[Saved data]
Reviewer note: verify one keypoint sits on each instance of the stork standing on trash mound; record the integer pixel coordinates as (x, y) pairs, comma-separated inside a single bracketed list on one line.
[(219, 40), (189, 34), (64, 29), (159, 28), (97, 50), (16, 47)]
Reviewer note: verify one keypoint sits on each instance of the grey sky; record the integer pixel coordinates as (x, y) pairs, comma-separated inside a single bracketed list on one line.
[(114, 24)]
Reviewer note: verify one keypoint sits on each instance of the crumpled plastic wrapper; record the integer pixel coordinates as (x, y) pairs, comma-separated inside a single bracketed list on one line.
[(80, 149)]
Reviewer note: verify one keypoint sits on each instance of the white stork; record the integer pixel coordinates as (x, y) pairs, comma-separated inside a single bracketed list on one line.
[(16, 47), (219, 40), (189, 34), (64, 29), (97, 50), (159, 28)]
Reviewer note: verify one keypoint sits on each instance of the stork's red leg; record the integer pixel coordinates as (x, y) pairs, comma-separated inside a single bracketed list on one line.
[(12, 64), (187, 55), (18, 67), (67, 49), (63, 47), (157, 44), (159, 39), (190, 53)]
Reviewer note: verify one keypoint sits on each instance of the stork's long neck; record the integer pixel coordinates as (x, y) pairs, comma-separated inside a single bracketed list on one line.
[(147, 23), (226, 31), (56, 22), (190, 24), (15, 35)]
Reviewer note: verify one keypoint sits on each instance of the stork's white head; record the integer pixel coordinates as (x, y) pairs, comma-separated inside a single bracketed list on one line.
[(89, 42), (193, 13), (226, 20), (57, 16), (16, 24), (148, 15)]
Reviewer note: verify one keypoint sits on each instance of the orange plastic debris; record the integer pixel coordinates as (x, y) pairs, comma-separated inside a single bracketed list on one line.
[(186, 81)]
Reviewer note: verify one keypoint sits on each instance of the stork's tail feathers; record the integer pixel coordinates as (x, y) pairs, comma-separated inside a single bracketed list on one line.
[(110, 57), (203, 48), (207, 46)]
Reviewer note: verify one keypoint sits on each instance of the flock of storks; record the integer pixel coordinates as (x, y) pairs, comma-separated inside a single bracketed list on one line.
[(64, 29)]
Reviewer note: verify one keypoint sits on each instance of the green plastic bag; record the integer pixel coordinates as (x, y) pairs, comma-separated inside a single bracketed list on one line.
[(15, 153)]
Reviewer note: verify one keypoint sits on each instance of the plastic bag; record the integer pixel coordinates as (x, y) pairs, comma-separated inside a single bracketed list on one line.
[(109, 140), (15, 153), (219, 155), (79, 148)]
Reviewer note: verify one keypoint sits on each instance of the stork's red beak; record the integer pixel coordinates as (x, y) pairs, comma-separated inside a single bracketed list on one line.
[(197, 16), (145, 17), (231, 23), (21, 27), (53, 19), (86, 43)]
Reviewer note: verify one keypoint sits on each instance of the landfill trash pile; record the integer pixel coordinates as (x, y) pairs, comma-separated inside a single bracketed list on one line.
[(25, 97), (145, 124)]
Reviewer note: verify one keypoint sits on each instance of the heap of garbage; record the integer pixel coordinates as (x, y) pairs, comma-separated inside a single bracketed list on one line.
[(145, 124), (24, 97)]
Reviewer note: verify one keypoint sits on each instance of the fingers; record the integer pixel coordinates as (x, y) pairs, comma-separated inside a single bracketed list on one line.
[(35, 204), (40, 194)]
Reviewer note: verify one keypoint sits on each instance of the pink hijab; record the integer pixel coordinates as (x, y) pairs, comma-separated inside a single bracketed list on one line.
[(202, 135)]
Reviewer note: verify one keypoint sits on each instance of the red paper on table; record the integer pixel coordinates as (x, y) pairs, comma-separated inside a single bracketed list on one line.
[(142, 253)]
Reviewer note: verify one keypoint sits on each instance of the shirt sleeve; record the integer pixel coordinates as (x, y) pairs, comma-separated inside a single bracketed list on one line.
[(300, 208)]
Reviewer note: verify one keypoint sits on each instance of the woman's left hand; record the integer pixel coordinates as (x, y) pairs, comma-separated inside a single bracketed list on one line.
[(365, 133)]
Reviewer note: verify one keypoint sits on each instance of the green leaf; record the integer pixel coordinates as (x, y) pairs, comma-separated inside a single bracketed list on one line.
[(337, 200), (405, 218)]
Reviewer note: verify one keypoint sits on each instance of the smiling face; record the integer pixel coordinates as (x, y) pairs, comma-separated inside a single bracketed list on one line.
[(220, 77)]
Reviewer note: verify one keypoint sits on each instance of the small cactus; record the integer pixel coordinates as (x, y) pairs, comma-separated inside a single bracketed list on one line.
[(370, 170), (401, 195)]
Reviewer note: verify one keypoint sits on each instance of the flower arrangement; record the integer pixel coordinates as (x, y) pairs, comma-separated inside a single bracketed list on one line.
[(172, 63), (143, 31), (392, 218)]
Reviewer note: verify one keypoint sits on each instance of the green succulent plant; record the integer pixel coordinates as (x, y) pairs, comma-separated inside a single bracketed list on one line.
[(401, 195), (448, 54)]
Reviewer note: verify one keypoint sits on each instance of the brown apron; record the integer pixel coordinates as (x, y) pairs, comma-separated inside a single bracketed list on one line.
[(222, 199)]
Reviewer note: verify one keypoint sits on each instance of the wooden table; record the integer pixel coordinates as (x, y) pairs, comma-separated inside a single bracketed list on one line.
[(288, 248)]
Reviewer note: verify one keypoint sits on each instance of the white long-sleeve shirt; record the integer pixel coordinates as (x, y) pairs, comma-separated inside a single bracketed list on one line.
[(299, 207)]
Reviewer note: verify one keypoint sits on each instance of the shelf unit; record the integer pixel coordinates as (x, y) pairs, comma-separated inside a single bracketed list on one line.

### EXERCISE BRIEF
Turn the listing above into a numbered list with one line per entry, leaving out any blank lines.

### RESULT OF THIS TASK
1. Reviewer note: verify one keypoint sits on each instance of the stork standing on trash mound; record the integer pixel coordinates as (x, y) pairs, comma-separated inside a single bracketed list on one line.
2. [(219, 40), (189, 34), (64, 29), (159, 28), (97, 50), (16, 47)]
3. Reviewer note: verify one keypoint sits on each instance of the grey sky; record the integer pixel coordinates as (x, y) pairs, comma-separated inside a single bracketed list on one line.
4. [(114, 24)]
5. Reviewer note: verify one keypoint sits on each instance of the crumpled plastic wrapper; record the integer pixel coordinates as (x, y) pairs, comma-separated inside a single bracketed list on one line.
6. [(80, 149)]
7. Reviewer note: verify one keypoint sits on each instance of the white stork; record the integer pixel coordinates as (x, y) pairs, comma-separated inside a single bracketed list on one line.
8. [(16, 47), (219, 40), (189, 34), (64, 29), (97, 50), (159, 28)]
9. Reviewer note: verify one keypoint sits on each instance of the stork's red leg; record the integer pixel coordinates as (x, y) pairs, comma-separated inside a single bracketed list on one line.
10. [(12, 64), (187, 55), (18, 67), (67, 49), (63, 47), (157, 44), (159, 39), (190, 53)]
11. Reviewer note: verify one keypoint sits on each instance of the stork's long neck; record the integer pixel coordinates as (x, y) pairs, comma-separated inside a single bracketed list on one line.
12. [(147, 23), (226, 31), (56, 22), (190, 24), (15, 35)]
13. Reviewer note: verify one keypoint sits on each instance of the stork's white head; record the integer pixel coordinates as (x, y) pairs, comma-separated inside a single bracketed list on one line.
14. [(89, 42), (193, 13), (226, 20), (57, 16), (16, 24), (148, 15)]
15. Reviewer note: verify one keypoint sits on each instance of the orange plastic debris; record the integer pixel coordinates as (x, y) pairs, comma-separated inside a single bracketed list on one line.
16. [(186, 81)]
17. Reviewer note: verify one keypoint sits on each instance of the stork's tail feathers; record the integer pixel coordinates as (x, y) pairs, comma-separated inside a single bracketed list on one line.
18. [(110, 57), (203, 48), (207, 46)]
19. Reviewer note: verify one keypoint sits on each instance of the flock of storks; record the integer pixel coordinates as (x, y) pairs, comma-separated inside a single bracketed list on one line.
20. [(64, 29)]
21. Reviewer note: verify one keypoint sits on each instance of the green plastic bag; record the integer pixel coordinates as (x, y) pairs, comma-separated inside a single bracketed list on one line.
22. [(15, 153)]
23. Reviewer note: verify one keypoint sits on each instance of the plastic bag; record the integer pixel coordinates as (x, y) pairs, comma-separated inside a single bracketed list on one line.
24. [(109, 140), (15, 153), (219, 155), (79, 148)]
25. Reviewer note: verify one keypoint sits on each instance of the stork's red beak; record the integer pixel coordinates as (x, y) pairs, comma-separated inside a single bracketed list on one line.
26. [(197, 16), (145, 17), (231, 23), (21, 27), (53, 19), (86, 43)]
27. Reviewer note: verify one keypoint sits on each instance of the landfill trash pile; record the integer pixel coordinates as (x, y) pairs, comma-separated inside a single bracketed list on one line.
28. [(25, 97), (145, 124)]
29. Reviewer note: verify one keypoint sits on each instance of the heap of garbage; record the integer pixel coordinates as (x, y) pairs, comma-separated inside a single bracketed list on one line.
30. [(145, 124), (24, 97)]
31. Reviewer note: verify one keypoint sits on each instance of the fingers; record the integer pixel coordinates as (x, y) pairs, comma-separated inside a single bracketed list on one line.
32. [(35, 204), (40, 194)]
33. Reviewer note: verify one keypoint sits on each instance of the pink hijab; record the integer pixel coordinates as (x, y) pairs, comma-separated inside a single bracketed list on one line.
34. [(202, 135)]
35. Reviewer note: verify one keypoint sits on each instance of the red paper on table; record the integer pixel coordinates as (x, y) pairs, comma-separated inside a single bracketed list on one line.
36. [(142, 253)]
37. Reviewer note: verify one keypoint sits on each instance of the shirt sleeve; record the integer pixel coordinates as (x, y) pairs, comma-separated inside a single bracketed list on one line.
38. [(300, 208)]
39. Reviewer note: verify one keypoint sits on each instance of the woman's left hand; record the integer pixel coordinates as (x, y) pairs, comma-separated inside a single bracketed list on one line.
40. [(365, 133)]
41. Reviewer note: verify one keypoint sits on each instance of the green leaf; record the integer pixel coordinates as (x, y) pairs, comma-separated inside a single bracketed list on one line.
42. [(337, 200), (405, 218)]
43. Reviewer note: verify one keypoint sits on each instance of the smiling face; record the integer pixel coordinates as (x, y) pairs, comma-separated inside a single bracketed list on one line.
44. [(220, 77)]
45. Reviewer note: verify one keypoint sits on each instance of the small cactus; record the integer pixel coordinates as (x, y) pairs, comma-separated inside a single bracketed list on one line.
46. [(370, 170), (401, 195)]
47. Reviewer note: verify one keypoint sits on each instance of the flower arrangement; record the integer pixel coordinates as (x, y) pairs, comma-separated inside a single bracketed list on one line.
48. [(172, 63), (143, 31), (392, 218)]
49. Reviewer note: verify one keypoint sits on each instance of the green succulent plant; record the integer pixel coordinates as (x, y) pairs, comma-separated inside a single bracketed list on one line.
50. [(401, 195), (448, 54)]
51. Reviewer note: verify one keypoint sits on each instance of the brown apron; record the integer pixel coordinates as (x, y) pairs, comma-separated inside a single bracketed list on one line.
52. [(222, 199)]
53. Reviewer note: verify one keypoint sits on each instance of the wooden table; record the integer pixel coordinates as (x, y) pairs, comma-separated inside a single bracketed list on one line.
54. [(288, 248)]
55. Reviewer note: verify one keypoint sits on each instance of the white long-sleeve shirt; record the integer pixel coordinates as (x, y) pairs, comma-separated inside a single bracketed list on one line.
56. [(299, 207)]
57. Reviewer note: verify one keypoint sits on each instance of the shelf unit; record the integer pixel coordinates as (x, y) pairs, comma-separated inside a single bracketed list on one line.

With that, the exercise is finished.